▸ EXERCISE REQUIREMENTS
Copy the passage below about the fourth season of The Secret Life of the American Teenager in full, word for word.

▸ PASSAGE
☆ ☆ ☆ ☆ ☆

- No. of episodes: 24

Release
- Original network: ABC Family
- Original release: June 13, 2011 – June 4, 2012

Season chronology
- ← Previous Season 3Next → Season 5

= The Secret Life of the American Teenager season 4 =

The fourth season of The Secret Life of the American Teenager, an American television series created by Brenda Hampton, debuted on the ABC Family television network on Monday, June 13, 2011, at 8:00 PM. During its third season's hiatus, ABC Family announced on January 10, 2011, that the show would be renewed for a fourth season. The fourth season premiered on June 13, 2011, one week after the season 3 finale. The second half of the season premiered on March 26, 2012. On February 2, 2012, ABC Family announced that Secret Life was being renewed for a fifth and final season.

== Main cast ==

- Shailene Woodley as Amy Juergens
- Kenny Baumann as Ben Boykewich
- Mark Derwin as George Juergens
- India Eisley as Ashley Juergens
- Greg Finley as Jack Pappas
- Daren Kagasoff as Ricky Underwood
- Megan Park as Grace Bowman
- Francia Raisa as Adrian Lee
- Steven R. Schirripa as Leo Boykewich
- Molly Ringwald as Anne Juergens

==Episodes==

| No. overall | No. in season | Title | Directed by | Written by | Original release date | U.S. viewers (millions) |
| 74 | 1 | "When One Door Closes..." | Keith Truesdell | Brenda Hampton | June 13, 2011 | 3.07 |
Amy goes to visit Adrian, and she tells her that she's moving in with Ricky. At school Ben is having a really bad time and tells Amy how he feels about what he said about not wanting to be a husband and having a baby.

☆ ☆ ☆ ☆ ☆

(Natural-language object grounding data)
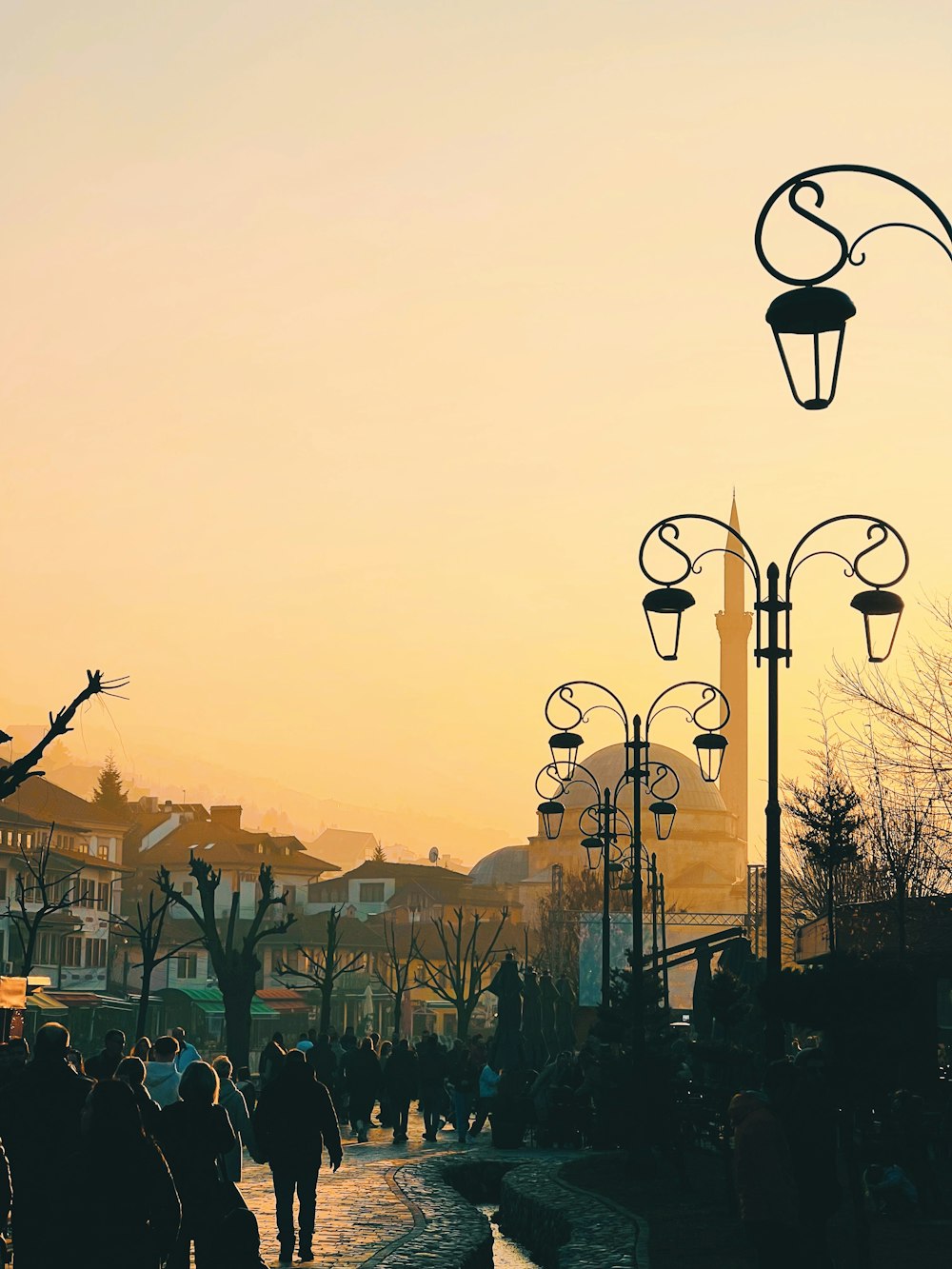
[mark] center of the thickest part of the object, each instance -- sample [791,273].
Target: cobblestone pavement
[358,1211]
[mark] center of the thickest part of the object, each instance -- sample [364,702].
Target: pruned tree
[909,841]
[40,891]
[394,967]
[109,797]
[232,952]
[324,968]
[459,976]
[22,768]
[147,932]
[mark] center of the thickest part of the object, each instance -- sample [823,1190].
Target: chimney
[228,816]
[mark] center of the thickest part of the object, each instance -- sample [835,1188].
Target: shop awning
[45,1004]
[284,999]
[209,1001]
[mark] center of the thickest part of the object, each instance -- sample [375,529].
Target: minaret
[734,629]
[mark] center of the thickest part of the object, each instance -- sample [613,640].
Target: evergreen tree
[109,796]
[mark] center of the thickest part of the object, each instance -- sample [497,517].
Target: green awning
[209,1001]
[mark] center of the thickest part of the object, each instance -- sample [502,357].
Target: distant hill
[267,803]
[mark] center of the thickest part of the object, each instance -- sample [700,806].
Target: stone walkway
[360,1208]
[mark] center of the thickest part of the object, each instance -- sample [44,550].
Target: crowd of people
[162,1134]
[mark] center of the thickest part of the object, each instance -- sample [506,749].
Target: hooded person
[764,1184]
[162,1074]
[295,1120]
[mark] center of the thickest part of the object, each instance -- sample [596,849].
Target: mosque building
[704,861]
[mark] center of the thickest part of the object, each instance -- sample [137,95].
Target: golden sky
[348,349]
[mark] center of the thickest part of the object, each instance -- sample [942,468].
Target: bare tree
[825,838]
[40,891]
[22,768]
[459,975]
[326,968]
[147,932]
[234,953]
[394,967]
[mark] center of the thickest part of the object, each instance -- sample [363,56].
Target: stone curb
[565,1227]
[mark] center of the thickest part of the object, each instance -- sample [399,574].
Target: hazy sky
[348,349]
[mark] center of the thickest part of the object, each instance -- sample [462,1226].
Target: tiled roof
[48,801]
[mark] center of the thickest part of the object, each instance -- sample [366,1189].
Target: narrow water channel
[506,1254]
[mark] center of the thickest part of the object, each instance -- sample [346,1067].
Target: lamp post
[821,313]
[880,608]
[604,823]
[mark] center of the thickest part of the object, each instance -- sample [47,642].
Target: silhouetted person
[162,1075]
[324,1062]
[103,1065]
[193,1132]
[131,1071]
[131,1210]
[362,1069]
[293,1120]
[40,1126]
[234,1101]
[143,1048]
[400,1081]
[764,1181]
[247,1086]
[188,1054]
[272,1059]
[430,1069]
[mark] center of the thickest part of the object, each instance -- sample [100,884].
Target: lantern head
[664,815]
[664,609]
[551,815]
[809,325]
[882,612]
[565,746]
[593,850]
[710,746]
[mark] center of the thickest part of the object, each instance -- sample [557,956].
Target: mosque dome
[508,865]
[608,764]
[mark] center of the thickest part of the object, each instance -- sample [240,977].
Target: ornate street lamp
[813,319]
[879,606]
[604,822]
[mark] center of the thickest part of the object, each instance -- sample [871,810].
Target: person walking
[489,1090]
[364,1085]
[131,1071]
[270,1060]
[193,1132]
[40,1127]
[132,1211]
[162,1074]
[234,1101]
[103,1065]
[295,1120]
[188,1054]
[400,1085]
[764,1181]
[432,1070]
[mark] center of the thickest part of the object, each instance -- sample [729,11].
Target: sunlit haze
[349,350]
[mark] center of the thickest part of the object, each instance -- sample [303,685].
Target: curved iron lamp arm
[565,694]
[710,694]
[803,182]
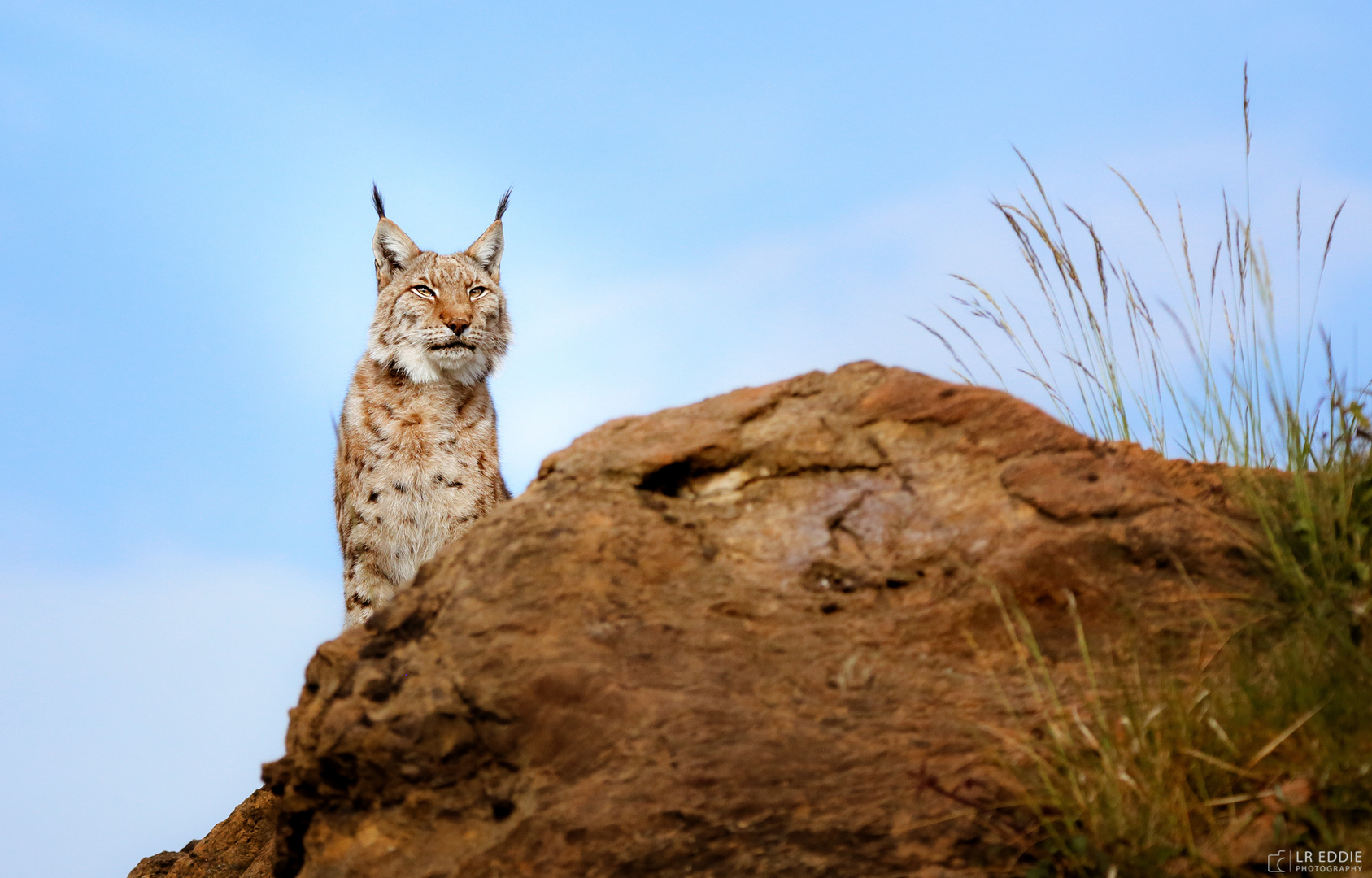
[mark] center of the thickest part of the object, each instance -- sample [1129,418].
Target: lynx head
[438,317]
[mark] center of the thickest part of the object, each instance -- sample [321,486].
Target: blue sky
[705,197]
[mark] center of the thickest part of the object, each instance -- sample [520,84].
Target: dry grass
[1138,770]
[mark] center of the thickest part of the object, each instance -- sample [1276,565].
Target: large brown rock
[737,638]
[237,847]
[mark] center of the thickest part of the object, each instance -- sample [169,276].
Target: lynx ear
[489,247]
[393,249]
[487,250]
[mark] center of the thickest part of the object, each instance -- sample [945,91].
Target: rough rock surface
[736,638]
[239,847]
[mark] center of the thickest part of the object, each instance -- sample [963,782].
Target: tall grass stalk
[1142,767]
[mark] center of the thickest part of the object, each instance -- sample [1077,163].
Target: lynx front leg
[365,588]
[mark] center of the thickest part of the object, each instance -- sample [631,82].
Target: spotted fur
[417,459]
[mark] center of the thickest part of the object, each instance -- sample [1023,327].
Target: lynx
[417,460]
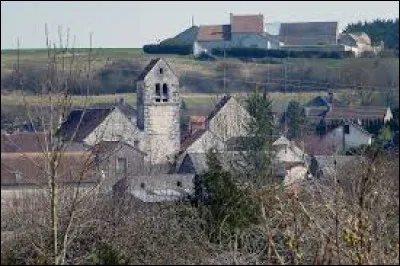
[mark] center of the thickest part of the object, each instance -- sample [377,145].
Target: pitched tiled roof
[127,110]
[191,139]
[318,102]
[73,167]
[315,111]
[247,23]
[354,113]
[308,33]
[91,118]
[214,33]
[282,140]
[361,38]
[24,142]
[197,134]
[218,106]
[148,68]
[111,146]
[197,119]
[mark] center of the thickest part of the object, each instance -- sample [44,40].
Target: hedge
[262,53]
[168,49]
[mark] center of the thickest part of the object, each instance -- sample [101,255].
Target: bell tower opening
[165,95]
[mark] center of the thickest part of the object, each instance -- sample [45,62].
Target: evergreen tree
[296,119]
[227,207]
[257,146]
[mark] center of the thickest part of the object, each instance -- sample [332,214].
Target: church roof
[91,119]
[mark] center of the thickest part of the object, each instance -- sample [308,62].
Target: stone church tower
[158,115]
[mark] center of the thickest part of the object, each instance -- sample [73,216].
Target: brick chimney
[330,100]
[196,123]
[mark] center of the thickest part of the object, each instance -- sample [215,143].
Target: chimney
[330,100]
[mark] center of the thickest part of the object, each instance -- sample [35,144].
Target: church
[152,128]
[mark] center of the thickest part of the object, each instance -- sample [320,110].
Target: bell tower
[158,105]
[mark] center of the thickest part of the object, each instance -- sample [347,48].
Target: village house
[153,127]
[322,111]
[338,140]
[359,43]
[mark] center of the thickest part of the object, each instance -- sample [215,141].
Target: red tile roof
[247,23]
[213,33]
[189,140]
[197,119]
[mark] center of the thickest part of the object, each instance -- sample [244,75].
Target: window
[136,144]
[18,176]
[121,166]
[165,93]
[346,129]
[158,93]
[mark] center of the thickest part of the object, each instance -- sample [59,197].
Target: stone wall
[159,119]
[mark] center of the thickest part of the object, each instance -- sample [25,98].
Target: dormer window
[158,93]
[165,95]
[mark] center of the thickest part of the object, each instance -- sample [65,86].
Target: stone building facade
[158,106]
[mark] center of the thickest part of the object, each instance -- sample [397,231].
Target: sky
[133,24]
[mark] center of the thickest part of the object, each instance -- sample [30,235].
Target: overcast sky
[133,24]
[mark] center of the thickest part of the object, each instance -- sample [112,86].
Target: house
[157,188]
[338,140]
[327,166]
[117,160]
[243,31]
[322,110]
[289,161]
[227,120]
[308,34]
[358,43]
[153,127]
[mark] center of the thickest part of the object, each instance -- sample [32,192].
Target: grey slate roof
[363,112]
[91,118]
[326,164]
[157,188]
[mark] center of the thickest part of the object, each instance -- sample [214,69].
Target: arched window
[165,95]
[158,93]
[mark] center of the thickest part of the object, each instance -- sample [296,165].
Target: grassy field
[191,99]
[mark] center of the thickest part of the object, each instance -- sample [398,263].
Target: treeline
[308,75]
[377,30]
[262,53]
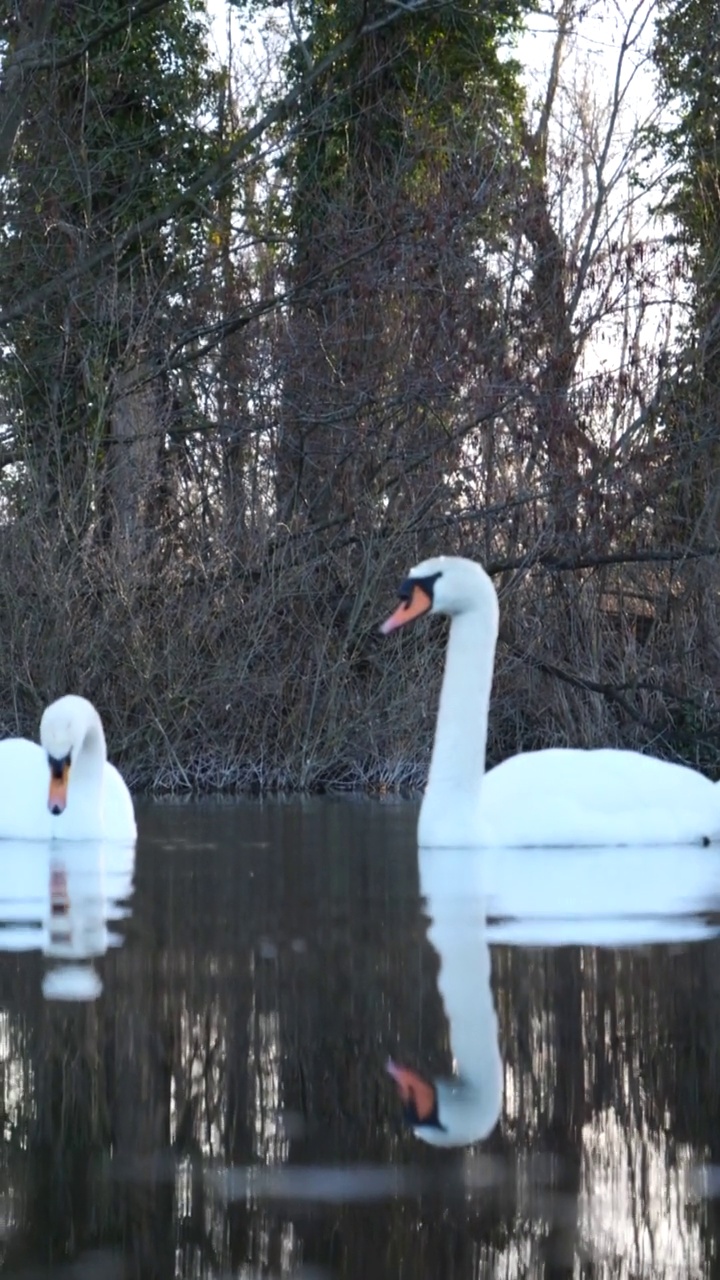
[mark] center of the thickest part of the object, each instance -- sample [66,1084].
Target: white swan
[465,1107]
[64,787]
[555,796]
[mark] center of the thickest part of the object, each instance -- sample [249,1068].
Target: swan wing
[23,790]
[563,796]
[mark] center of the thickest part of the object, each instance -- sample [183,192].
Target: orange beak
[413,1088]
[414,607]
[58,792]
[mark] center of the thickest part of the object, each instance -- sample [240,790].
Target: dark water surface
[192,1054]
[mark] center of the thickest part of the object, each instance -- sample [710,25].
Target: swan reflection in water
[460,1110]
[62,897]
[551,897]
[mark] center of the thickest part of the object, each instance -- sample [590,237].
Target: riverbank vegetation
[279,325]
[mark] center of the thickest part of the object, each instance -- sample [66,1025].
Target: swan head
[443,1112]
[419,1100]
[63,731]
[443,584]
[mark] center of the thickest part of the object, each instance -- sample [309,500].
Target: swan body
[557,796]
[64,787]
[464,1107]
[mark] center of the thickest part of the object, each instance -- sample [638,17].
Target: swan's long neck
[459,750]
[89,762]
[470,1102]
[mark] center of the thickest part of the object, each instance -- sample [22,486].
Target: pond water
[195,1042]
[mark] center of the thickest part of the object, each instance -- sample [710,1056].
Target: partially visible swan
[465,1107]
[555,796]
[64,787]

☆ ☆ ☆ ☆ ☆

▸ RESULT OF THIS TASK
- No. of episodes: 24

Release
- Original network: ABC Family
- Original release: June 13, 2011 – June 4, 2012

Season chronology
- ← Previous Season 3Next → Season 5

= The Secret Life of the American Teenager season 4 =

The fourth season of The Secret Life of the American Teenager, an American television series created by Brenda Hampton, debuted on the ABC Family television network on Monday, June 13, 2011, at 8:00 PM. During its third season's hiatus, ABC Family announced on January 10, 2011, that the show would be renewed for a fourth season. The fourth season premiered on June 13, 2011, one week after the season 3 finale. The second half of the season premiered on March 26, 2012. On February 2, 2012, ABC Family announced that Secret Life was being renewed for a fifth and final season.

== Main cast ==

- Shailene Woodley as Amy Juergens
- Kenny Baumann as Ben Boykewich
- Mark Derwin as George Juergens
- India Eisley as Ashley Juergens
- Greg Finley as Jack Pappas
- Daren Kagasoff as Ricky Underwood
- Megan Park as Grace Bowman
- Francia Raisa as Adrian Lee
- Steven R. Schirripa as Leo Boykewich
- Molly Ringwald as Anne Juergens

==Episodes==

| No. overall | No. in season | Title | Directed by | Written by | Original release date | U.S. viewers (millions) |
| 74 | 1 | "When One Door Closes..." | Keith Truesdell | Brenda Hampton | June 13, 2011 | 3.07 |
Amy goes to visit Adrian, and she tells her that she's moving in with Ricky. At school Ben is having a really bad time and tells Amy how he feels about what he said about not wanting to be a husband and having a baby.